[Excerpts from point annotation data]
——————————
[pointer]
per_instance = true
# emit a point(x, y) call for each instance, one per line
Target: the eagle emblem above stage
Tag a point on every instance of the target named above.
——————————
### WRITTEN TASK
Rewrite the records above, changing "emblem" to "crest" and leaving every other part as it is.

### WRITTEN SOLUTION
[pointer]
per_instance = true
# emit a point(x, y) call for each instance, one per line
Target: the eagle crest above stage
Tag a point on every instance of the target named above.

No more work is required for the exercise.